__Action item__:
The expected output is the line bearing "request | locate" followed by all remaining lines of the records, each restated word for word.

[[ Data for the task, beginning ]]

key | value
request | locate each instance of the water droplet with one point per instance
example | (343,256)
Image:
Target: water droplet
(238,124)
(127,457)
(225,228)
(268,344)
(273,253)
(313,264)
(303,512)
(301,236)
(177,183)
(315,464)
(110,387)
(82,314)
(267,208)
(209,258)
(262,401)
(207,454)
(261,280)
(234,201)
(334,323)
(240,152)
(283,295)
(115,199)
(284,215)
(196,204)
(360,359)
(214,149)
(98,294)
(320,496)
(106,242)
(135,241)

[[ Data for the task, end ]]

__Answer box__:
request | locate each instance of the water droplet with one point per instance
example | (343,256)
Image:
Target: water droplet
(238,124)
(127,457)
(225,228)
(268,344)
(273,253)
(313,264)
(303,512)
(301,236)
(177,183)
(315,464)
(110,387)
(82,314)
(267,208)
(209,258)
(262,401)
(207,454)
(261,280)
(234,201)
(334,323)
(240,152)
(283,295)
(115,199)
(284,215)
(196,204)
(360,359)
(214,149)
(98,294)
(320,496)
(106,242)
(135,241)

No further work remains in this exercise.